_Written problem_: Render these lines as a JSON list of strings, one string per line, leaving out blank lines.

(Object outline annotations)
-- Start --

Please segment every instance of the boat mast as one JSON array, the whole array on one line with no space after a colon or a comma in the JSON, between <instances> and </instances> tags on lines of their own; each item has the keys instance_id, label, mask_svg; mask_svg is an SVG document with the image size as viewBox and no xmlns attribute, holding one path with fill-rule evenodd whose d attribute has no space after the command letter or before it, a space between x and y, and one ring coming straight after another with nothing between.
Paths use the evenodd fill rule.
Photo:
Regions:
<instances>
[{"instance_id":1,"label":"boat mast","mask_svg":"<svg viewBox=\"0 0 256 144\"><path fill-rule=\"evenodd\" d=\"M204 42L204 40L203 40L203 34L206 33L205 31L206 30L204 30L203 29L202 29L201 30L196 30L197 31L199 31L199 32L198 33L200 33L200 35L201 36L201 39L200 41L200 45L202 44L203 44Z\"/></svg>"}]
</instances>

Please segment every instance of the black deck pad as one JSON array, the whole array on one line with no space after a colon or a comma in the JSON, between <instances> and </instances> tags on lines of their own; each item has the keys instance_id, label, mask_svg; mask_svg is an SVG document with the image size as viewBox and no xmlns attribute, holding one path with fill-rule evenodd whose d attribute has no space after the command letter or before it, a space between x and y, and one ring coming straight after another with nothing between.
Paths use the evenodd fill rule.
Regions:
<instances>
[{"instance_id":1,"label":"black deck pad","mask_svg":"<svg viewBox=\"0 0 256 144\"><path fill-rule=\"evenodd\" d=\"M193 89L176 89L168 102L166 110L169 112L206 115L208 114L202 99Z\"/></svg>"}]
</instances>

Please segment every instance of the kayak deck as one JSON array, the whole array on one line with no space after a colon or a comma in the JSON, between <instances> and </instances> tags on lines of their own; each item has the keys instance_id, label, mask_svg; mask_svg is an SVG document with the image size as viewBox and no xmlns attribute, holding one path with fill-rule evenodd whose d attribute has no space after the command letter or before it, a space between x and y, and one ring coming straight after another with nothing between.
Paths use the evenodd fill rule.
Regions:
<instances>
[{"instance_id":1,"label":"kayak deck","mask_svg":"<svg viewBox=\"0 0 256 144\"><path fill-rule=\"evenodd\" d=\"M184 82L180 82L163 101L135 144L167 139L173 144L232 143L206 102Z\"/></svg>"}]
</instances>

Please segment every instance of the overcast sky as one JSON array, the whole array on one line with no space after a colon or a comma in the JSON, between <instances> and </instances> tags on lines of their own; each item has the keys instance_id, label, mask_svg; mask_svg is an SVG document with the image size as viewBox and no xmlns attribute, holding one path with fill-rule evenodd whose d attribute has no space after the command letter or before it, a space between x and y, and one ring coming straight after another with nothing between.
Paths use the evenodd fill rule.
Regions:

-- End --

_Result for this task_:
[
  "Please segment every instance of the boat mast as one JSON array, the whole array on one line with no space after a colon or a comma in the JSON, between <instances> and </instances> tags on lines of their own; each item has the keys instance_id, label, mask_svg; mask_svg is an SVG document with the image size as viewBox and no xmlns attribute, holding one path with fill-rule evenodd whose d attribute has no space after the command letter or before it, a space between x and y, and one ring coming straight after another with nothing between.",
  "Paths use the evenodd fill rule.",
  "Photo:",
  "Regions:",
  "<instances>",
  "[{\"instance_id\":1,\"label\":\"boat mast\",\"mask_svg\":\"<svg viewBox=\\\"0 0 256 144\\\"><path fill-rule=\\\"evenodd\\\" d=\\\"M204 42L204 40L203 40L203 34L206 33L205 31L206 30L204 30L203 29L202 29L201 30L196 30L197 31L199 31L199 32L198 33L200 33L200 35L201 36L201 39L200 41L200 45L202 44L203 44Z\\\"/></svg>\"}]",
  "</instances>",
  "Please segment every instance of the black deck pad as one JSON array, the whole array on one line with no space after a colon or a comma in the JSON, between <instances> and </instances> tags on lines of their own; each item has the keys instance_id, label, mask_svg; mask_svg is an SVG document with the image size as viewBox and no xmlns attribute, holding one path with fill-rule evenodd whose d attribute has no space after the command letter or before it, a space between x and y, and one ring coming straight after another with nothing between.",
  "Paths use the evenodd fill rule.",
  "Regions:",
  "<instances>",
  "[{\"instance_id\":1,\"label\":\"black deck pad\",\"mask_svg\":\"<svg viewBox=\\\"0 0 256 144\\\"><path fill-rule=\\\"evenodd\\\" d=\\\"M193 89L176 89L168 102L166 110L169 112L206 115L208 114L202 99Z\\\"/></svg>\"}]",
  "</instances>",
  "Please segment every instance of the kayak deck as one JSON array, the whole array on one line with no space after a colon or a comma in the JSON, between <instances> and </instances> tags on lines of their own; each item has the keys instance_id, label, mask_svg; mask_svg is an SVG document with the image size as viewBox and no xmlns attribute, holding one path with fill-rule evenodd whose d attribute has no space after the command letter or before it, a space between x and y, and one ring coming straight after another with nothing between.",
  "Paths use the evenodd fill rule.",
  "Regions:",
  "<instances>",
  "[{\"instance_id\":1,\"label\":\"kayak deck\",\"mask_svg\":\"<svg viewBox=\\\"0 0 256 144\\\"><path fill-rule=\\\"evenodd\\\" d=\\\"M184 82L180 82L163 101L135 144L167 139L173 144L232 143L206 102Z\\\"/></svg>\"}]",
  "</instances>",
  "Please segment every instance of the overcast sky as one JSON array, the whole array on one line with no space after a colon or a comma in the JSON, between <instances> and </instances> tags on lines of their own; each item has the keys instance_id, label, mask_svg; mask_svg is an SVG document with the image size as viewBox and no xmlns attribute, holding one path with fill-rule evenodd whose d attribute has no space after the command letter or before it, a space between x and y, and one ring coming straight after another with nothing between.",
  "Paths use the evenodd fill rule.",
  "Regions:"
]